▶ [Work to do]:
Below are some records; reproduce every one of them exactly.

Records of labeled points:
···
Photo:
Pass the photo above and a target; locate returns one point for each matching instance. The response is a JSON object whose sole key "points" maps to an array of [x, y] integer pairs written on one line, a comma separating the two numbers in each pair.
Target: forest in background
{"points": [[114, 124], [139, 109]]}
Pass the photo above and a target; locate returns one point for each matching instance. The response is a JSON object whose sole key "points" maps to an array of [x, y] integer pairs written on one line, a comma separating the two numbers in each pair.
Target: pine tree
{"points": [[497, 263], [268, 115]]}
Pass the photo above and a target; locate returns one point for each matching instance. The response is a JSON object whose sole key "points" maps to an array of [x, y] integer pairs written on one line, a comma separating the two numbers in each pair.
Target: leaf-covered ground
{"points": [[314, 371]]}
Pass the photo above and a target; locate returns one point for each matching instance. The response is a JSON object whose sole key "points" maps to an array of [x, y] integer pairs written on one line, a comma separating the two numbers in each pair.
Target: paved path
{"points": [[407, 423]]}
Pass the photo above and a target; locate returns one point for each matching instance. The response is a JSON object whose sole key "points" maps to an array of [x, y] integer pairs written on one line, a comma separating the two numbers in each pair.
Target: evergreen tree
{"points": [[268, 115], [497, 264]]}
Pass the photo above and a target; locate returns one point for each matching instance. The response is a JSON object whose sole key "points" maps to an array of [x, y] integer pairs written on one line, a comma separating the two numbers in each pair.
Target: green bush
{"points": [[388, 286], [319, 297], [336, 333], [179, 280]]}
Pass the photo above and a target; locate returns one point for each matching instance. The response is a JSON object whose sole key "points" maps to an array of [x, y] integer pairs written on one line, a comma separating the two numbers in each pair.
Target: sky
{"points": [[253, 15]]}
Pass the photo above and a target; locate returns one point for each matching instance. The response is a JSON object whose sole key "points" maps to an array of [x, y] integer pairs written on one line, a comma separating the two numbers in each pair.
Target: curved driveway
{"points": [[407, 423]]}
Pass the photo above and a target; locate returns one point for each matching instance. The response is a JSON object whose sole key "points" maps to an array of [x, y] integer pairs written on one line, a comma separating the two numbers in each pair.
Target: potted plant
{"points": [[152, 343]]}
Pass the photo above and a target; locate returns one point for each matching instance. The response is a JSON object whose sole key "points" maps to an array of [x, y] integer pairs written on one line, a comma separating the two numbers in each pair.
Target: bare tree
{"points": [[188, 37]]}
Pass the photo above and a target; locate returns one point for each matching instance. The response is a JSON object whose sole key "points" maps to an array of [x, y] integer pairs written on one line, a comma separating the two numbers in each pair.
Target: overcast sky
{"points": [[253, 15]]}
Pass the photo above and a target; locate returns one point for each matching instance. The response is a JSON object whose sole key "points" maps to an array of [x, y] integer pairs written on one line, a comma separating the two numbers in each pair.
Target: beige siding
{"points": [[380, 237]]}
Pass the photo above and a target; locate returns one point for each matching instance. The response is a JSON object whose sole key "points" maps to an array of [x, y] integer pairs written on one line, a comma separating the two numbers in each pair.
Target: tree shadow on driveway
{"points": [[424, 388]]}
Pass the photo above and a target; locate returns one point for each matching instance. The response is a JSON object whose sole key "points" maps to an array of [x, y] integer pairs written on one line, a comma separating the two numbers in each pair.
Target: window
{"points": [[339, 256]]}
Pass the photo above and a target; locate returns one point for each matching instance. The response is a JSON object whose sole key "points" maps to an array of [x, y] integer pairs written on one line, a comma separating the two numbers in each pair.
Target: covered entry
···
▶ [Response to this task]:
Photo:
Pass the photo above and a target; locate returns one point for each matching instance. The response is a JSON object whose sole key "points" maps to an array of [x, y] integer pairs written on one line, a comma separating the two numbers in each pair.
Target: forest in background
{"points": [[114, 124], [139, 109]]}
Pass the photo above and a target; locate returns one point for each matching instance. The response is a JSON object whose sole key "points" maps to an array of [x, y] integer pairs written on one line, a comma separating the two numbers in each pair.
Target: pine tree
{"points": [[497, 263], [268, 115]]}
Pass the photo above and a target; locate returns one point for each matching instance. The response is a JSON object whose sole key "points" maps to an array of [x, y] integer pairs written on one line, a comma separating the two numbers in each pair.
Target: leaf-covered ground
{"points": [[314, 371]]}
Pass the photo above and a target; locate returns one point for each matching instance. The response is a JSON object whose sole key "points" maps to an array of [x, y] integer pairs written on one line, a comma separating the two numbers in each pair.
Target: paved path
{"points": [[407, 423]]}
Pass the photo above and a target; locate returns one point for each matching instance. The response is a JSON object whose sole key "points" maps to an array of [x, y] integer pairs written on one line, a comma separating the two numbers in each pair.
Target: evergreen tree
{"points": [[268, 115], [497, 264]]}
Pass the photo above and a target; locate returns one point for each matching instance. The response is a JSON object whose sole key "points" maps to an array of [x, y] integer pairs written on one line, a comma separating the two numbers in each pair.
Target: green bush
{"points": [[388, 286], [319, 297], [336, 333], [179, 280]]}
Pass the photo above and a target; locate returns one point for each matching instance. The response is a JSON object whose sole key "points" maps to an array of [x, y] integer pairs written on one line, a comma separating the two numbers in each pair.
Target: sky
{"points": [[253, 15]]}
Pass the photo above and a target; locate returns one point for each matching instance. The response is a JSON object whose sole key "points" maps to an array of [x, y] integer pairs written on one line, a comma separating the two numbers in each pair.
Target: curved driveway
{"points": [[407, 423]]}
Pass the photo above and a target; locate returns one point for each matching instance. The response is a JSON object whose sole key "points" maps to an array of [x, y] integer pairs written on one line, a comma separating the two numbers in each pair.
Target: potted plant
{"points": [[152, 343]]}
Pass the photo above and a target; locate returns one point for each matching instance. The response is a JSON object whose sole key "points" maps to an array of [x, y] integer pairs written on one line, a comma separating the two numbers in each pair.
Target: bare tree
{"points": [[188, 37]]}
Pass the photo above and a target; locate returns one point for each matching instance. The response is a JSON object whose sole key "points" maps to an array of [x, y] integer pairs written on one line, a comma separating the two numbers in each pair.
Target: overcast sky
{"points": [[253, 15]]}
Pass the photo above and a target; locate returns one point for each matching instance. The response is a JSON object whose sole key "points" maps to an array of [x, y] integer pairs written on one line, a comma separating the two numbers in each pair.
Target: beige siding
{"points": [[380, 237]]}
Pass the photo above and a target; locate returns one point for each matching instance. The response is a JSON object whose sole key "points" maps to an array of [x, y] integer pairs written on one line, a comma separating the two numbers in each pair.
Target: tree shadow on driveway
{"points": [[424, 388]]}
Pass the photo above and a target; locate returns one point for each matching instance. The response is a JSON object whose sole key "points" maps to an array of [x, y] integer pairs written on one line, a comma separating the two numbers in each pair.
Target: window
{"points": [[339, 256]]}
Pass the photo above and a target; locate returns one point for each matching instance. The response is a JSON object whose sole key "points" maps to an array of [x, y] integer pairs written on one line, a comma separating the two numbers in each pair.
Target: covered entry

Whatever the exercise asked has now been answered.